## TASK REQUIREMENTS
Transcribe the records below verbatim, beginning at the line that contains "# locate standing" and stopping after the line that contains "# locate white road".
+---+
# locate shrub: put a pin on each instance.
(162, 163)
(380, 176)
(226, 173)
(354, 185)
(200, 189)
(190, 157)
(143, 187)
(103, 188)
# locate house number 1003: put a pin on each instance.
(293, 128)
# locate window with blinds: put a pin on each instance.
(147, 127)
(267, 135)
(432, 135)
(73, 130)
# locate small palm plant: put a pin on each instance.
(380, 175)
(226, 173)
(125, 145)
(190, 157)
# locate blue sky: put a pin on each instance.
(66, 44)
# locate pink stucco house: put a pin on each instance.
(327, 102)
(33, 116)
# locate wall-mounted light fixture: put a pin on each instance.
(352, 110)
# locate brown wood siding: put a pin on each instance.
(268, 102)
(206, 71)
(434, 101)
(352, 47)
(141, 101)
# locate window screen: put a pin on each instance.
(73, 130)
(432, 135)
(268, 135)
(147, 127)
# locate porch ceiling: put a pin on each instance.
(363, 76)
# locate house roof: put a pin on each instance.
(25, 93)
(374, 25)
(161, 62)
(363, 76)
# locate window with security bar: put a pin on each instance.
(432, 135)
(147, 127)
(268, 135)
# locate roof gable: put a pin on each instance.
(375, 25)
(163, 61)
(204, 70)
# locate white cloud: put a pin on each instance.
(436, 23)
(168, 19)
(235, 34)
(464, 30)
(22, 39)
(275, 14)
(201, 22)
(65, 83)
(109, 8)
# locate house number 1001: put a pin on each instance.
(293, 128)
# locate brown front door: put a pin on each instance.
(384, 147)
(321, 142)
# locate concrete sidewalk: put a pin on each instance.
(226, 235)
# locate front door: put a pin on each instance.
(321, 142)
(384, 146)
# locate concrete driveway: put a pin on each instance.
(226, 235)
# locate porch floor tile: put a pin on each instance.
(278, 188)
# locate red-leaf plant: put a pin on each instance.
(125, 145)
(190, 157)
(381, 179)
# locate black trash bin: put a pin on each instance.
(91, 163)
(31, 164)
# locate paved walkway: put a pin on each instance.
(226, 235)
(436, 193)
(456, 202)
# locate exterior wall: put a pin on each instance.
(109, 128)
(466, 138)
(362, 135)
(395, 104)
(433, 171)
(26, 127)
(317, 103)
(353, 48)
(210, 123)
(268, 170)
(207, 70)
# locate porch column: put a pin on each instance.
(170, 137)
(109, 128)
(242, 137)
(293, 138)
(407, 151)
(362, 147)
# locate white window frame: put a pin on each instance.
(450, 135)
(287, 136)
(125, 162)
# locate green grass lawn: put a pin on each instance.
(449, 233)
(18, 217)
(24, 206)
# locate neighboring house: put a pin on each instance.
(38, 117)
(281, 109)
+---+
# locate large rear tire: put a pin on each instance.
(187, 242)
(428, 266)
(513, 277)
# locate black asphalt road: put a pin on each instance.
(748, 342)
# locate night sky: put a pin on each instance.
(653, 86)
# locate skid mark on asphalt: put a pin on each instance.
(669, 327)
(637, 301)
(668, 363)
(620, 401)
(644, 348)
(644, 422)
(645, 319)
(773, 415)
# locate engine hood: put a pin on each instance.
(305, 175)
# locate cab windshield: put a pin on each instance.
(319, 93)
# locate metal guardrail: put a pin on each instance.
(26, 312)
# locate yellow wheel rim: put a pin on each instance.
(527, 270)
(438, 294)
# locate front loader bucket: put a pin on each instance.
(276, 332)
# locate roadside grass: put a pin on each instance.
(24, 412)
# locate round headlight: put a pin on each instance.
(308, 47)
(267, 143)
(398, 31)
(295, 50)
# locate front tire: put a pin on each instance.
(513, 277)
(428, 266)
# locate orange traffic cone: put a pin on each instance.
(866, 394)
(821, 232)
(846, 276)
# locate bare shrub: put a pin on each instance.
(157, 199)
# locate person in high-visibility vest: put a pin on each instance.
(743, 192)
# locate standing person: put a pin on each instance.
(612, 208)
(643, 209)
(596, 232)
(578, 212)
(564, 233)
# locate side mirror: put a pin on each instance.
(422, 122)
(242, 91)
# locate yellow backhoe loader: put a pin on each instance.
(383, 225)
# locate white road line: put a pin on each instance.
+---+
## WORKED SOLUTION
# locate standing person: put a pin on each instance.
(612, 208)
(643, 209)
(596, 232)
(578, 212)
(564, 233)
# locate side mirror: put a pin on each instance.
(422, 122)
(242, 91)
# locate yellow backhoe loader: put a pin on each instance.
(383, 225)
# locate white road line: put a pin on each instance.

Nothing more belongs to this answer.